| DATA EXTRACT |
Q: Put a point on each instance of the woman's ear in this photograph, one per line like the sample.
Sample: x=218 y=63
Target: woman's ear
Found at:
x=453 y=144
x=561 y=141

| EXERCISE DETAILS |
Please print the data above line for line, with no changes.

| TASK RESULT |
Q: Put a point on each instance of the woman's ear in this photograph, one per line like the sample.
Sample: x=218 y=63
Target: woman's ear
Found at:
x=453 y=144
x=561 y=141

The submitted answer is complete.